Point labeling items
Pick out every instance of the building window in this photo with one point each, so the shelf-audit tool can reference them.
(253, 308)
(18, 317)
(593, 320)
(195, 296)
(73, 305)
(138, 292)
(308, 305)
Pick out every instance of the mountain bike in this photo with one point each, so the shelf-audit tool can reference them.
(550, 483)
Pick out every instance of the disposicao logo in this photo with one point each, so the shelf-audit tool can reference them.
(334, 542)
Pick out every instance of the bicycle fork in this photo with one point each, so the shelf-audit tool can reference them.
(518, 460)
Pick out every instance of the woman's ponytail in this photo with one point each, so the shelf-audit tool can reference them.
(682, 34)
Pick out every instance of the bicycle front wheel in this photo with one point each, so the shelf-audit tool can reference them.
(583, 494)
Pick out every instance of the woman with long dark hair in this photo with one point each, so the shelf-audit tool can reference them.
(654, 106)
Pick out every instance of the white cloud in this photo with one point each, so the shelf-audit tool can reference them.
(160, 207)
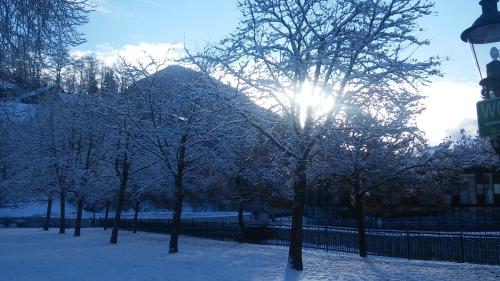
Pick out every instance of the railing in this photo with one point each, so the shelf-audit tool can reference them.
(471, 247)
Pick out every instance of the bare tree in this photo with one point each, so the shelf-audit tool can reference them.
(310, 59)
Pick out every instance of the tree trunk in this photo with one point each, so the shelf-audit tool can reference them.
(299, 188)
(241, 223)
(137, 202)
(106, 216)
(179, 196)
(62, 222)
(119, 206)
(176, 218)
(78, 223)
(358, 198)
(47, 216)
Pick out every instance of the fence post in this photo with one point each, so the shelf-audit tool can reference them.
(326, 238)
(408, 246)
(462, 255)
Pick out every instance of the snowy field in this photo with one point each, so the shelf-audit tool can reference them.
(31, 254)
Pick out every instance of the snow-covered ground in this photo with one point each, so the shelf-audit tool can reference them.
(31, 254)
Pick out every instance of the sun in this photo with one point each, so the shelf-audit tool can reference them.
(316, 99)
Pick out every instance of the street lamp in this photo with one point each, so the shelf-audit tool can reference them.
(483, 37)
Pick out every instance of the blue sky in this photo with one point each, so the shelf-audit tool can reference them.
(125, 24)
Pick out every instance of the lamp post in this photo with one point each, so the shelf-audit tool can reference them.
(484, 37)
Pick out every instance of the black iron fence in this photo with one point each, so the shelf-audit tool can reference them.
(471, 247)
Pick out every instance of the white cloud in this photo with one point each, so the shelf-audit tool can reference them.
(134, 54)
(451, 106)
(103, 6)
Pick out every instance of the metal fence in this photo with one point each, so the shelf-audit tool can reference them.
(471, 247)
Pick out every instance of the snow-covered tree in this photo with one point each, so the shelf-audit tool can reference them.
(181, 121)
(309, 60)
(35, 34)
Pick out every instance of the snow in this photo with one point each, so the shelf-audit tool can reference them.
(6, 85)
(31, 254)
(16, 111)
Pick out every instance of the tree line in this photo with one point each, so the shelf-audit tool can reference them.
(303, 94)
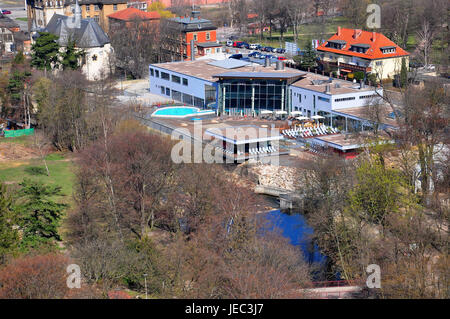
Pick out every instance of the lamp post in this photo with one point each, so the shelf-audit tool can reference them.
(145, 281)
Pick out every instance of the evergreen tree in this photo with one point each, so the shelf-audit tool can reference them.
(9, 237)
(71, 56)
(45, 51)
(38, 214)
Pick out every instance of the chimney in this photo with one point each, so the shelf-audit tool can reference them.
(195, 14)
(77, 15)
(280, 65)
(192, 51)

OBJECTIVE: Return all of the items above verbatim, leaving out the pictures.

TASK RESPONSE:
Pick out every instance of the building window in this photo with one point each, so the shelf-audit tool can reference them.
(253, 308)
(18, 317)
(593, 320)
(195, 296)
(73, 305)
(138, 292)
(308, 305)
Pick out every instance of the mountain bike in this photo with one point each, so the shelf-audit tool can reference them.
(550, 483)
Pick out every instance of the disposicao logo in this photo with one point each, so the shelf-audit tool can reference them.
(334, 542)
Pick out every instance of the bicycle fork in this photo with one point each, so the shelf-audit tool can reference them.
(518, 460)
Pick out every instance of the woman's ponytail in this photo with one point each, so the shelf-audit tool can reference them.
(682, 34)
Pick out every instance of the bicycle front wheel in this photo with one point each, so the shelf-audit tool can reference them.
(583, 494)
Pick out every instance of the woman with long dark hair in this photo with one point each, so the shelf-audit tool can reference them.
(654, 106)
Pick out every instance of the white cloud in this photo with one point each, so the shelf-audit tool can reference them.
(160, 207)
Pick out every instance of the railing in this photo with one point each, so the shelf-audit tool can reference them.
(471, 247)
Pick out every instance of the bare tree in this photo with one point each, so the shelf-audit tool can reference them.
(310, 59)
Pick out every instance of the tree trunk in this photo with one point each, so the shelf-audit tool can reference them.
(299, 188)
(241, 223)
(137, 202)
(106, 216)
(179, 196)
(62, 222)
(119, 206)
(176, 218)
(78, 223)
(358, 198)
(47, 216)
Pick out every instance of the fence post in this photo with one point each, so the shelf-audit tool can reference them.
(326, 238)
(408, 246)
(462, 255)
Pick out every instance of the snowy field in this photo with one point each, so the shelf-audit tool can reference them.
(31, 254)
Pick out every instance of the snow-covered ground in this photo with one point each, so the shelf-audit tool can reference them.
(31, 254)
Pick out every instance of the sun in this photo with one point each, so the shelf-audit tool can reference them.
(316, 99)
Pick out every instance of the street lamp in this photo with one point each, so the shelf-audit tool can reference them.
(483, 37)
Pick out every instance of the blue sky in this photo with one point each, so the shelf-audit tool can reference them.
(125, 24)
Pick out every instance of the lamp post in this photo with one point each, so the shelf-audit tool can reference them.
(484, 37)
Pick out every instance of the black iron fence in this photo with one point each, so the shelf-audit tool can reference them.
(471, 247)
Pick out every instance of the white cloud in this photo with one point each, so the shelf-audit tool can reference them.
(134, 54)
(451, 106)
(103, 6)
Pick out every instance of the metal fence in this photo with one point each, so the shelf-audit tool can reference them.
(471, 247)
Pick out every instance of the snow-covered tree in this photo with one point each, so the shelf-audit tool can reference them.
(181, 121)
(309, 60)
(35, 34)
Pick out every instance of the snow in this photo with one point each, so the shelf-audit tool can reference them.
(6, 85)
(31, 254)
(16, 111)
Pick out every instance of the tree line in this photo with one point each, so the shelf-audit tool can reference them.
(303, 94)
Pick out every instance of the lamp post in this photo with one point each, so the shelf-audit tool can reference them.
(145, 281)
Pick out every instance of the evergreen tree in this photo with one point each, so the shelf-audit tool can reference them.
(9, 237)
(71, 56)
(45, 51)
(38, 214)
Pick out every instance of the chimney in this photo with one point each, so the shelf-audit tool can reference them.
(195, 14)
(77, 15)
(280, 65)
(192, 51)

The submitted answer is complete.